**WHAT YOU ARE ASKED TO DO:** Copy every line of the records below verbatim, keeping the same order.

**EXERCISE INPUT:**
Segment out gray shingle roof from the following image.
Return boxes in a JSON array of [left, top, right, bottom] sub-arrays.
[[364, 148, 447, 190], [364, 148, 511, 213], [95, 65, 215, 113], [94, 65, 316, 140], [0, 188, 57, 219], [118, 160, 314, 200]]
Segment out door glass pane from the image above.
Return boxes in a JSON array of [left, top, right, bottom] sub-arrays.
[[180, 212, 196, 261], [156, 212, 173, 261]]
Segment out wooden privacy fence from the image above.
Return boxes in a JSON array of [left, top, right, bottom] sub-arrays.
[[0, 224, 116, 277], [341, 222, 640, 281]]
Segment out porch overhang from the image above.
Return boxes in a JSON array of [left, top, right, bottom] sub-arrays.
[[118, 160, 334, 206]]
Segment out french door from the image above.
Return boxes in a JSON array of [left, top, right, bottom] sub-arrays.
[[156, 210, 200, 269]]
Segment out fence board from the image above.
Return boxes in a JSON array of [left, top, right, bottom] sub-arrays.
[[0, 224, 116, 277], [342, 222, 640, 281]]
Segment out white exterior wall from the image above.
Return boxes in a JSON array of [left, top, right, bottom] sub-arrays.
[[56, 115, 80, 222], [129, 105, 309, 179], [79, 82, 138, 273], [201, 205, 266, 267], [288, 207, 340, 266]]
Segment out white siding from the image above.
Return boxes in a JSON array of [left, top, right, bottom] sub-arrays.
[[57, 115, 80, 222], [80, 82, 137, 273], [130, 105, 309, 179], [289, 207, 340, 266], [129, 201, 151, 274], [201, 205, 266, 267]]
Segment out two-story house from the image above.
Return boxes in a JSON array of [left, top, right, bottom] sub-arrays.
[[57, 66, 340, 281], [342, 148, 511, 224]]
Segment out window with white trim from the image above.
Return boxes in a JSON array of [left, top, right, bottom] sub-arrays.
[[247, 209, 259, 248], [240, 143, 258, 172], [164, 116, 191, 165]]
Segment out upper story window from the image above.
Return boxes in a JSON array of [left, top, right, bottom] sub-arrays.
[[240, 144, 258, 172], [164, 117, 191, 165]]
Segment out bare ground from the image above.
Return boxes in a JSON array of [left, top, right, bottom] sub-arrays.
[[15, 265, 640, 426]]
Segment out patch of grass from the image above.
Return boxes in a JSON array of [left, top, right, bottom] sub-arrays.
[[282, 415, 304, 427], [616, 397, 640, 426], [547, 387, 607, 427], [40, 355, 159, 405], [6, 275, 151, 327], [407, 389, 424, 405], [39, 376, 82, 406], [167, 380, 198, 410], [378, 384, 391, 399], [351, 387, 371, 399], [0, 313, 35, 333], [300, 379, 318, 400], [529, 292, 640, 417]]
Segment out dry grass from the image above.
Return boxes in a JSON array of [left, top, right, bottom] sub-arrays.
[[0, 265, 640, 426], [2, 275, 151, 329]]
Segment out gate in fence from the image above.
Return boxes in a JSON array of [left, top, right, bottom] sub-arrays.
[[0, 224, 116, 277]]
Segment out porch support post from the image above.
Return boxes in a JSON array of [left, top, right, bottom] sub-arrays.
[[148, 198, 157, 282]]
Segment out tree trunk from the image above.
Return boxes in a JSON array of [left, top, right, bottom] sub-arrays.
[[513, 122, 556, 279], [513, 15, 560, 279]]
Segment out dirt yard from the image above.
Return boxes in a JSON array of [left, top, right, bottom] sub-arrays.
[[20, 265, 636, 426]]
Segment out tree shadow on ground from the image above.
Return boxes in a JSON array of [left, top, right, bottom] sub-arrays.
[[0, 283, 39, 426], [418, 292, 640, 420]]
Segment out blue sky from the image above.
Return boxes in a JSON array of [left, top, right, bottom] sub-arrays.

**OUTPUT FOR THIS TASK:**
Segment out gray shingle roof from the following image.
Return boxes in a JSON array of [left, top, right, bottom] sub-arrays.
[[364, 148, 447, 190], [364, 148, 511, 213], [95, 65, 215, 113], [94, 65, 316, 140], [0, 188, 57, 219], [118, 160, 314, 200]]
Segment out door glass pane from the image above.
Return boxes in a JSON array of [left, top, right, bottom] sub-arrays.
[[180, 212, 196, 261], [156, 212, 173, 261]]
Segment out wooden privacy fence from the image above.
Return boxes in a JSON array of [left, top, right, bottom] sub-arrays.
[[0, 224, 116, 277], [341, 222, 640, 281]]
Segment out porch overhang from the image above.
Return boxes in a JSON array of [left, top, right, bottom] sub-arrays.
[[118, 160, 334, 206]]
Segment out french door from the image above.
Return boxes in a JSON array of [left, top, right, bottom] sub-arrays.
[[156, 210, 200, 269]]
Segment out fence board from the image above.
Return boxes in a JSON array of [left, top, right, bottom] sub-arrays.
[[0, 224, 116, 277], [342, 222, 640, 281]]
Segment out white exterior wall from the image above.
Return boxes in a JSON array of [left, top, right, bottom] sub-arrays.
[[56, 115, 80, 222], [129, 105, 309, 179], [79, 82, 138, 273], [201, 205, 266, 267], [288, 207, 340, 266]]
Segment out white siding from the image above.
Return boxes in a JSON array of [left, top, right, bottom] sub-arrays.
[[57, 115, 80, 222], [80, 82, 137, 273], [130, 105, 309, 179], [289, 207, 340, 266], [129, 201, 151, 274], [201, 205, 266, 267]]
Segment out two-story house from the image above.
Return boxes in a JSON array of [left, top, right, bottom] sub-arrays.
[[57, 66, 340, 281], [342, 148, 511, 224]]
Segment out window with white trim from the image above.
Return boxes in a JSON array of [left, top, right, bottom] sub-arrays.
[[247, 209, 259, 248], [240, 143, 258, 172], [164, 116, 191, 165]]
Segment out upper story window from the image above.
Return boxes in a JSON array of [left, top, right, bottom] sub-arrays.
[[240, 144, 258, 172], [164, 117, 191, 165]]
Segment out bare ground from the image above.
Return boxes in a JSON array of [left, top, right, bottom] sub-arrays.
[[15, 265, 640, 426]]
Segment out patch of grass from the image above.
Return boxes in a JSON array of [left, top, right, bottom] sub-arrays.
[[282, 415, 304, 427], [616, 397, 640, 426], [547, 387, 607, 427], [40, 355, 159, 405], [6, 275, 151, 327], [407, 389, 424, 405], [39, 376, 82, 406], [167, 380, 198, 410], [378, 384, 391, 399], [351, 387, 371, 399], [0, 313, 35, 333], [300, 379, 318, 400], [529, 292, 640, 417]]
Segment out dry grass from the image above.
Return boxes in a JSON array of [left, top, right, bottom] sub-arrays.
[[0, 265, 640, 426], [2, 275, 151, 329]]
Segment out gate in fence from the image above.
Return boxes in a JSON array of [left, top, right, bottom] sub-arrays.
[[0, 224, 116, 277]]
Segment out porch support post from the image above.
Return boxes in a JSON array of [left, top, right, bottom] sub-arrays.
[[148, 198, 157, 282]]
Segment out tree trunk from the image above.
Return boxes in a JSON array of [left, top, right, bottom] sub-arrays.
[[513, 122, 556, 279], [513, 15, 560, 279]]
Segment out dirt yard from the image above.
Return boxes in a JSON array of [left, top, right, bottom] sub-arrays.
[[20, 265, 636, 426]]
Segment out tree shadow on ground from the image above.
Return boxes in a JSON array of [left, top, right, bottom] sub-arrays.
[[0, 283, 39, 426], [418, 292, 640, 420]]
Segment out blue sky from the image above.
Return boxes in a JSON array of [left, top, right, bottom] sub-arrays.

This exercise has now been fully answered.